* **Problem description**
Note every line in the entries that contains the string "tire", and copy it.

* **Data to examine**
::::::::

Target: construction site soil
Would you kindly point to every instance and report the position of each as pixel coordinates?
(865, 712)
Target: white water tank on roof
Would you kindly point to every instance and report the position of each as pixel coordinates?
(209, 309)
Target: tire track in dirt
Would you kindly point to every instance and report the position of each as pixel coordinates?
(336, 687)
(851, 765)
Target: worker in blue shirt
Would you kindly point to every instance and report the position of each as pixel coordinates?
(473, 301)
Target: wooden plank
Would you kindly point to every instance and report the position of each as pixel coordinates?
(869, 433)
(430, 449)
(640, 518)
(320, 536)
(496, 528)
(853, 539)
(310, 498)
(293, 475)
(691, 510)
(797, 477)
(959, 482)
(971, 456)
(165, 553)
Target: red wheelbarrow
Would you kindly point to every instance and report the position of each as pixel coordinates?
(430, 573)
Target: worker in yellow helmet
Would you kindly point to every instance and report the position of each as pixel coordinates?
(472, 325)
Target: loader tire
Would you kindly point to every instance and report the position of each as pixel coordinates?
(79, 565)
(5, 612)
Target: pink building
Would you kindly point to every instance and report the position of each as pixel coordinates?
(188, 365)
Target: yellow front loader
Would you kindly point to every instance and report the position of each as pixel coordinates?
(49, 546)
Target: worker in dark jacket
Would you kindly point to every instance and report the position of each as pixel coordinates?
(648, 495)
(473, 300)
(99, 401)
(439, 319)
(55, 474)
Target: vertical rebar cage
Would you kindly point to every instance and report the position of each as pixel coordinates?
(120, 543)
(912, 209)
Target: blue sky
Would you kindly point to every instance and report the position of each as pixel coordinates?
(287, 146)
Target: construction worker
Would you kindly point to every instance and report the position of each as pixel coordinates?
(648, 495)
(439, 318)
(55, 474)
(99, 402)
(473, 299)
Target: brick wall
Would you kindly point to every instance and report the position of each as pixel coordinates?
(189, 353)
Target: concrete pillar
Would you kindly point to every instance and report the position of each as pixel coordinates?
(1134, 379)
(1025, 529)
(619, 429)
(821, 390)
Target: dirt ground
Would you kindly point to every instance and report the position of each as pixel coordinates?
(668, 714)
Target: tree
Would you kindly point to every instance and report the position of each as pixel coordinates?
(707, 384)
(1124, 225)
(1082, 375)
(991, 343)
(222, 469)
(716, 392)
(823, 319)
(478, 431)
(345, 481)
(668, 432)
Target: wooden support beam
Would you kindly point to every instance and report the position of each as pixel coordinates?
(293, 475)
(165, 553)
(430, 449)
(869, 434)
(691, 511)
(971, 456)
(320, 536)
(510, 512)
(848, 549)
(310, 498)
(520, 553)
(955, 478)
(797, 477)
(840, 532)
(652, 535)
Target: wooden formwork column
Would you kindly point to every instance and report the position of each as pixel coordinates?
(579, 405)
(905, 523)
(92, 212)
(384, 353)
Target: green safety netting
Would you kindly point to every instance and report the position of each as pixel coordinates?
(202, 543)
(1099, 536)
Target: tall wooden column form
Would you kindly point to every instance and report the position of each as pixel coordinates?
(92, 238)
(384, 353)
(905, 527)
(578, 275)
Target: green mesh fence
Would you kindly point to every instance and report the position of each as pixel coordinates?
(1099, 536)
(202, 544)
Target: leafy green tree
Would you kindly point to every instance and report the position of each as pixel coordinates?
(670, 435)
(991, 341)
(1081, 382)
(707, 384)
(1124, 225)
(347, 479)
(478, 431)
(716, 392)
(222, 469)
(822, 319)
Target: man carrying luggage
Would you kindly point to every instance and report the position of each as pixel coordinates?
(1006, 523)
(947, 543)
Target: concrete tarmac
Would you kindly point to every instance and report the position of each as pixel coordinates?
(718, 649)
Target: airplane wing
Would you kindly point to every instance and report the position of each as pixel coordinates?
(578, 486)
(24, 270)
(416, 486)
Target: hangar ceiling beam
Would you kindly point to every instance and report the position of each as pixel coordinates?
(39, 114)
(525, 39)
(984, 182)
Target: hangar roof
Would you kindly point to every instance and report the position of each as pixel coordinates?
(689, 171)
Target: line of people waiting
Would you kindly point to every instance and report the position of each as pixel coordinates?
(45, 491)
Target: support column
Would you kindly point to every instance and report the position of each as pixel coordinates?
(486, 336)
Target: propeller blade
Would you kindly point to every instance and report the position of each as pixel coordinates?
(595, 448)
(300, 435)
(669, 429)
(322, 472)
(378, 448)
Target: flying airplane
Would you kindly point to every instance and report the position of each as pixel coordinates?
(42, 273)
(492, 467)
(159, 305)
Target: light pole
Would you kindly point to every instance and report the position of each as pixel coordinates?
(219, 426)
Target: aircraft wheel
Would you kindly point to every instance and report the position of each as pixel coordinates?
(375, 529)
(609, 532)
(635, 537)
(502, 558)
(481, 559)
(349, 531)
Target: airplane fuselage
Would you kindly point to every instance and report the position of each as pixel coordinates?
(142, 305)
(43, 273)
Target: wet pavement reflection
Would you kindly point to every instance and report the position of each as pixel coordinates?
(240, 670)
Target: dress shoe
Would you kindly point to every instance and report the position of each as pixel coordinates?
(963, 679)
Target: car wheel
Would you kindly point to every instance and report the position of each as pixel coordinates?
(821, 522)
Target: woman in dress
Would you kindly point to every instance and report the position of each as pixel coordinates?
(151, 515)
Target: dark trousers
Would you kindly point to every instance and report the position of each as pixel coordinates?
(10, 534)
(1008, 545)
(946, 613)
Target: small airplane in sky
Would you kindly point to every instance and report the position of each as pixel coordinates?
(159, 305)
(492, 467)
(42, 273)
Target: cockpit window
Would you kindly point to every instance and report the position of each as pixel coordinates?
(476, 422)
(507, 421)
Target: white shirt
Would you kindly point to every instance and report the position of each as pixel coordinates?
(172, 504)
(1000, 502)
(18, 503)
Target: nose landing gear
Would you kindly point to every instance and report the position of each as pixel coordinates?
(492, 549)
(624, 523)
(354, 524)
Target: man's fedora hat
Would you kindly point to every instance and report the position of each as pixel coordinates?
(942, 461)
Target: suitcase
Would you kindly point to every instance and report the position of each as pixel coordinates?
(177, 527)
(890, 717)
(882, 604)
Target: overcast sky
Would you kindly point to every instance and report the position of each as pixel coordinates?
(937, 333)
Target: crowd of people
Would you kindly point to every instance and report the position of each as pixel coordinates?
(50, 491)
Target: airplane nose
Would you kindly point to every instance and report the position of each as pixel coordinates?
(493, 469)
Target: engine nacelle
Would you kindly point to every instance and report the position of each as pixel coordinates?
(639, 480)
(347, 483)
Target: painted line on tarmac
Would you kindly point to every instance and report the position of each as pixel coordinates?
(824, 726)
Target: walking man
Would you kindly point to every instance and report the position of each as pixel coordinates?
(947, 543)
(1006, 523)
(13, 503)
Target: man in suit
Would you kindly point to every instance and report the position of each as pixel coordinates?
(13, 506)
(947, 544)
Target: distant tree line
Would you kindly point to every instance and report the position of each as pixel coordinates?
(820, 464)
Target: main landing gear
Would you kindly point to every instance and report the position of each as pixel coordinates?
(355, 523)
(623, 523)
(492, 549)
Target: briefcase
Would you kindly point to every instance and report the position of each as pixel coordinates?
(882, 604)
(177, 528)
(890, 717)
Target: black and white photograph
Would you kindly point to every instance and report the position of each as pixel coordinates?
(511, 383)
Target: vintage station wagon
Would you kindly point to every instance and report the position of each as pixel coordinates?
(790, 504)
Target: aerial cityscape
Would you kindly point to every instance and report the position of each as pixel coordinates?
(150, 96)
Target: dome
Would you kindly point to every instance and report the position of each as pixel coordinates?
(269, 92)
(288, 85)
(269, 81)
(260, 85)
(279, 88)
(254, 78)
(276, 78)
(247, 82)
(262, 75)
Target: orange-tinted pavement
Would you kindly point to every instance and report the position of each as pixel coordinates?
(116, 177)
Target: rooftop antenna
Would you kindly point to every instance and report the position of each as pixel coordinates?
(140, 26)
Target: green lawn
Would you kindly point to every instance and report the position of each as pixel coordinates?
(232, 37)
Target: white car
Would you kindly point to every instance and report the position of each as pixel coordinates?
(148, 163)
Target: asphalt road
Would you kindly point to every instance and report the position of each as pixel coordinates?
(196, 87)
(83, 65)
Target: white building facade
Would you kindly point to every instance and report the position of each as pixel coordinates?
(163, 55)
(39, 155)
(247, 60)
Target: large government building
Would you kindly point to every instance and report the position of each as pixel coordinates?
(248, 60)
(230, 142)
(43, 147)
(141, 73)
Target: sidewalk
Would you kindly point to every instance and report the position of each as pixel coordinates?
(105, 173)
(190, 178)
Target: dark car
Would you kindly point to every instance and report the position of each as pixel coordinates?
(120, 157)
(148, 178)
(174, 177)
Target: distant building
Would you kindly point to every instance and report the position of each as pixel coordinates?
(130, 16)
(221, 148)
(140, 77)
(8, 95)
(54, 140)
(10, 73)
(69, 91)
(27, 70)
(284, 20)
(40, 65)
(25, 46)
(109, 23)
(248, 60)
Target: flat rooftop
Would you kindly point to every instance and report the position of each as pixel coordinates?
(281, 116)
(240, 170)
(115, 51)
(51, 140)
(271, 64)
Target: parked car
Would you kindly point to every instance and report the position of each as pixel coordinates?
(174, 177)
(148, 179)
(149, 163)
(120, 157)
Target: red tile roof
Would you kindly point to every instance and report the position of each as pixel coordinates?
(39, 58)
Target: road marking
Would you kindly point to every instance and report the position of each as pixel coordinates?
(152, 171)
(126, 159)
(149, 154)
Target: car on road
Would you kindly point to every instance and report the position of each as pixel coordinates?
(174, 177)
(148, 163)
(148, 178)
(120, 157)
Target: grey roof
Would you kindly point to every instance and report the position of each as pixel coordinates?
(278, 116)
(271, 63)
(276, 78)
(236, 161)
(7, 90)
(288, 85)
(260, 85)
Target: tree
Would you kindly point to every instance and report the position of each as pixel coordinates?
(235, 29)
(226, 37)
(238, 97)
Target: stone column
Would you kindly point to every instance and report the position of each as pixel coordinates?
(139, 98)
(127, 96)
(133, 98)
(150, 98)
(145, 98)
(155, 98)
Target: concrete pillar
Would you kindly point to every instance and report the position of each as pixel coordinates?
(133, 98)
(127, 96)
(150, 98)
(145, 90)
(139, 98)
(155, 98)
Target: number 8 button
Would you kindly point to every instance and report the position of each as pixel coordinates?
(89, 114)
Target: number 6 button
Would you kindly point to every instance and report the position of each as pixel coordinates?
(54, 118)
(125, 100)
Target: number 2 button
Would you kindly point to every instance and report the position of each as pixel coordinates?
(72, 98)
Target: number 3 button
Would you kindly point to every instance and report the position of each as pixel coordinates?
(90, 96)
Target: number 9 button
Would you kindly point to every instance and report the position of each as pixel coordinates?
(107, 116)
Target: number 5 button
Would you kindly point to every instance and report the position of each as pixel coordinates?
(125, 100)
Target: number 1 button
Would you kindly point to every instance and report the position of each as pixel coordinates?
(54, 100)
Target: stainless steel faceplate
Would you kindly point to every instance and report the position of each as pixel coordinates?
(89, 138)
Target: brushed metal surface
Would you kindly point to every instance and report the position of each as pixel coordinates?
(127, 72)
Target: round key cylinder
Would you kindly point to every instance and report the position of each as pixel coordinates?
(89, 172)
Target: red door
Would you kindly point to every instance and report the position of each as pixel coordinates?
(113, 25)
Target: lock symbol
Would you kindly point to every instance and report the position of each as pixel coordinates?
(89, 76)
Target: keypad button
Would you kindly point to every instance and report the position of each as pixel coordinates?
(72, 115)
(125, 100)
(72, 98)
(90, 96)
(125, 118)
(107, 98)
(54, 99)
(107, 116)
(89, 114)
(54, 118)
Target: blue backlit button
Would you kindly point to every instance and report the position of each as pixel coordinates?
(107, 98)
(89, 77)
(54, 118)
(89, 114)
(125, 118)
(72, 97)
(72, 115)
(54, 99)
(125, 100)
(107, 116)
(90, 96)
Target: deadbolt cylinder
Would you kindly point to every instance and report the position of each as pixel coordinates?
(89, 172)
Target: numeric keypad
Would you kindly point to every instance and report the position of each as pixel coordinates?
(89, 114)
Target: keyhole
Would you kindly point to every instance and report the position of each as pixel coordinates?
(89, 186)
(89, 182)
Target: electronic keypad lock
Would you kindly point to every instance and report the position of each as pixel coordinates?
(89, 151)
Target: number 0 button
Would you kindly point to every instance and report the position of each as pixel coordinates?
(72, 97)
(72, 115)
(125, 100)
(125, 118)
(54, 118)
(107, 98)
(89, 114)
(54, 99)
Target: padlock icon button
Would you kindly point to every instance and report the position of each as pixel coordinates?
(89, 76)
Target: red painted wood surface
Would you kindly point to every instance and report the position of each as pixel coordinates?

::::::::

* **Result**
Target: tire track in dirt
Target: loader tire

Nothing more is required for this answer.